-- START OF Given records --

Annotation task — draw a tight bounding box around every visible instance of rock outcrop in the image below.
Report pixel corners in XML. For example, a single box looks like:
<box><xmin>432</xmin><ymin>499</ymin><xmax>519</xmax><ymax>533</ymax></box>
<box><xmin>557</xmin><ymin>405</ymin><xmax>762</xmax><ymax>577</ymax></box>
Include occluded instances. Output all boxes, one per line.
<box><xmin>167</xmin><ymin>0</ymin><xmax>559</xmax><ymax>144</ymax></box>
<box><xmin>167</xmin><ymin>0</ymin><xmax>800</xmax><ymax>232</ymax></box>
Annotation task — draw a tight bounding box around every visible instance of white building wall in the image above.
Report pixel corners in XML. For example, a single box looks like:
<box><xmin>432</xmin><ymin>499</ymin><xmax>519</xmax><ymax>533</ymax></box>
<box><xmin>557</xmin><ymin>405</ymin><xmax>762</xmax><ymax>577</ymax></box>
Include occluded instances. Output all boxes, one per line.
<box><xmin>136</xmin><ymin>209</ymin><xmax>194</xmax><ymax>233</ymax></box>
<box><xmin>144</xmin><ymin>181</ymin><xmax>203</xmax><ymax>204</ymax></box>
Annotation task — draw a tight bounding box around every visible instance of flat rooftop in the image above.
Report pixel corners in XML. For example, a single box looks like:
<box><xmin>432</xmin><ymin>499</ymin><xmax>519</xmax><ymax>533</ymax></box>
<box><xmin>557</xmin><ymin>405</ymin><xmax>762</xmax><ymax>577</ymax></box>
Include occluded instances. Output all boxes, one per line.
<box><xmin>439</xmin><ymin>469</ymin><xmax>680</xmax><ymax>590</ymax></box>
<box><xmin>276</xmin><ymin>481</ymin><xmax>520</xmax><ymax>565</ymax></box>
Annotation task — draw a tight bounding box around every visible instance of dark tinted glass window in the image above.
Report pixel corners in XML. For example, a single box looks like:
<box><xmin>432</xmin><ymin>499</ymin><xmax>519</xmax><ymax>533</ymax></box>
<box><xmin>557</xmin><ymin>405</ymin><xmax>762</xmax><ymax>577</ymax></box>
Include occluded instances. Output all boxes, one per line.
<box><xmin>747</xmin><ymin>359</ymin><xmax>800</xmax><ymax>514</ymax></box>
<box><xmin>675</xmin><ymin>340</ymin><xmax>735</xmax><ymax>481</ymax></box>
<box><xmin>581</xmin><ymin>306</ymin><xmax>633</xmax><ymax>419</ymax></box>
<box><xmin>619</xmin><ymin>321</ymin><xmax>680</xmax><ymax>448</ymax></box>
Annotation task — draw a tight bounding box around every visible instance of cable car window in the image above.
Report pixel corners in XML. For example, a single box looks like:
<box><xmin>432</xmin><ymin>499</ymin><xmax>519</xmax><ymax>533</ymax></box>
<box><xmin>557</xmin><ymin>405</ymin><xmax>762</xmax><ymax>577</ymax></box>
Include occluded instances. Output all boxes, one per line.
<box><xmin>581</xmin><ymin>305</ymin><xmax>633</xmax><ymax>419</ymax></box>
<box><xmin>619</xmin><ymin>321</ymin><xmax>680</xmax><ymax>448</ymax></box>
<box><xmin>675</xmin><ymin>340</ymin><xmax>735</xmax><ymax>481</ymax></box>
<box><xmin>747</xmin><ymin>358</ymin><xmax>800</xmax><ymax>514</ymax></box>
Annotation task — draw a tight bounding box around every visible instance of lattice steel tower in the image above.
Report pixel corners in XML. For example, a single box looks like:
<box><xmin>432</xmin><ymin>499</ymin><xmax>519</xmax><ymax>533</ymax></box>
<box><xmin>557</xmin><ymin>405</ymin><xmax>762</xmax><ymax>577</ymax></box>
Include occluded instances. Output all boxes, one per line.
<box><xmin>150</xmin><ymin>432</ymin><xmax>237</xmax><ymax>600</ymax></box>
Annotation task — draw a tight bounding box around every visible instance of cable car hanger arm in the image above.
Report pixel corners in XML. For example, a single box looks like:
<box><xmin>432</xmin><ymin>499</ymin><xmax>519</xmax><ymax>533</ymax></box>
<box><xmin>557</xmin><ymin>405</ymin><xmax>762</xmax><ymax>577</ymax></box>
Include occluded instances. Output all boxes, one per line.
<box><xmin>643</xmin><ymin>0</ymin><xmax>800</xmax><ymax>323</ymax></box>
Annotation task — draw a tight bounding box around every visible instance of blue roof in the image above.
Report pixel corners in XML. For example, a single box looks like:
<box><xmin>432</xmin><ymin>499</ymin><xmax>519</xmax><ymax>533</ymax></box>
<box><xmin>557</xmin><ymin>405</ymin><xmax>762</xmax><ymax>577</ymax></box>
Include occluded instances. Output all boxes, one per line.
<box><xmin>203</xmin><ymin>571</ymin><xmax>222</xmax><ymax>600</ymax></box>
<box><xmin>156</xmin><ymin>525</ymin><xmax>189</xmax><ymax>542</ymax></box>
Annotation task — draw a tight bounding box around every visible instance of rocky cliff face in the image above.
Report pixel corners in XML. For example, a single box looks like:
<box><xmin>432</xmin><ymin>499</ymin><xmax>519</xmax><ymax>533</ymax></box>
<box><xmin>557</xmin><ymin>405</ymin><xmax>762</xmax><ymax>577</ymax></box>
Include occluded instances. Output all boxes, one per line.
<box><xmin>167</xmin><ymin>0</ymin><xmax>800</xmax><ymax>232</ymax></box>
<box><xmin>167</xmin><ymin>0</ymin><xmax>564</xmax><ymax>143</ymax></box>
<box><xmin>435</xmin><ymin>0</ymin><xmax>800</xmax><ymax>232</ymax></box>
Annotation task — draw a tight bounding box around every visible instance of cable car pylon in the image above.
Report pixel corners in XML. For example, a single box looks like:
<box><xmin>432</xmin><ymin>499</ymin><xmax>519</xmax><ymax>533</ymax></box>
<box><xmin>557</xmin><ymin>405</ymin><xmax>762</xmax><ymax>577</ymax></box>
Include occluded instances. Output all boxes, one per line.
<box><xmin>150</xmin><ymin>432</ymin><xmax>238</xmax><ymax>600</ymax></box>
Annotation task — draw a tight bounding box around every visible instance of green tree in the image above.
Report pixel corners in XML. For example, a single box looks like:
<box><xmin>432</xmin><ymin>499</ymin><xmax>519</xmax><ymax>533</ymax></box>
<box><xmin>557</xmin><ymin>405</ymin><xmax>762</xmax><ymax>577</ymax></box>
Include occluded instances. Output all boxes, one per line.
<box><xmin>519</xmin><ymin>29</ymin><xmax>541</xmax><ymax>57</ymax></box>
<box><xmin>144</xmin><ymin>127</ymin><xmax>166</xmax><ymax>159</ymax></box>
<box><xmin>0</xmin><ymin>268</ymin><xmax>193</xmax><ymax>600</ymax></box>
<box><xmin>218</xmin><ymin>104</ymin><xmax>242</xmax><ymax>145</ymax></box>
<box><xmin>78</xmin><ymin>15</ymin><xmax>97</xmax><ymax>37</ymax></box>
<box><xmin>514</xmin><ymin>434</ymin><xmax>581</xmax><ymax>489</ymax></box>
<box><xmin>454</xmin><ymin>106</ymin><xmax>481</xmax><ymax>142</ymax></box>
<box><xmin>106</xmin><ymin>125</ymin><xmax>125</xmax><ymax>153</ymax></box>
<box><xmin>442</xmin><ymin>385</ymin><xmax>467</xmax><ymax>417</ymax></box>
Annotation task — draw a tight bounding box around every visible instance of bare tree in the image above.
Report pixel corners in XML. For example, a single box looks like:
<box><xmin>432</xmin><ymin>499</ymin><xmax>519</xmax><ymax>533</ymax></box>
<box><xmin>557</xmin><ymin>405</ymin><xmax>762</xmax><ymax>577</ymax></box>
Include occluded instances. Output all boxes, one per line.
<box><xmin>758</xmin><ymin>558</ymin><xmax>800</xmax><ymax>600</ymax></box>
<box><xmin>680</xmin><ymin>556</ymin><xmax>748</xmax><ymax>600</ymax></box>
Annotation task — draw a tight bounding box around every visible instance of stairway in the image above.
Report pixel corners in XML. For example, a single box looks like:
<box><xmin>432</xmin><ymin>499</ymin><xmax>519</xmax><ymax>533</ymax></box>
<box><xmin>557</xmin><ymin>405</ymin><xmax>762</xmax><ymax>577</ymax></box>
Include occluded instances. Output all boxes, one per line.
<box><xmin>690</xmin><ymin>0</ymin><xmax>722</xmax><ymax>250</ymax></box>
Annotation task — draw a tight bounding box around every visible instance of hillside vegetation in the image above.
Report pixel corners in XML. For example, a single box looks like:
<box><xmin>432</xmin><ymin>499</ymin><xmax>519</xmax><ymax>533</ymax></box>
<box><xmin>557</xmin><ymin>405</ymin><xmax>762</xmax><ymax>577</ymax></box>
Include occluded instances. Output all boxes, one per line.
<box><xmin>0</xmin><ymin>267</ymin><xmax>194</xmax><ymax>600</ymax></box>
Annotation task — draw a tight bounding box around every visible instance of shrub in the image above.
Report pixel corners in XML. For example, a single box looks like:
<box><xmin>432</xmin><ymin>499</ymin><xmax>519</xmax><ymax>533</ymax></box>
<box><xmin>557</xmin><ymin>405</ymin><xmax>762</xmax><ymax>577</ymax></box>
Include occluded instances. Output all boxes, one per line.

-- END OF Given records --

Task details:
Please pull out each line of the listing above that contains the string "window", copying every such line whole. Case counts when matching.

Output of the task:
Annotation task — draw a tight bounding box around every visible instance of dark tinted glass window in the image above.
Annotation task — draw a tight bounding box around every visible instance of cable car window in the image above.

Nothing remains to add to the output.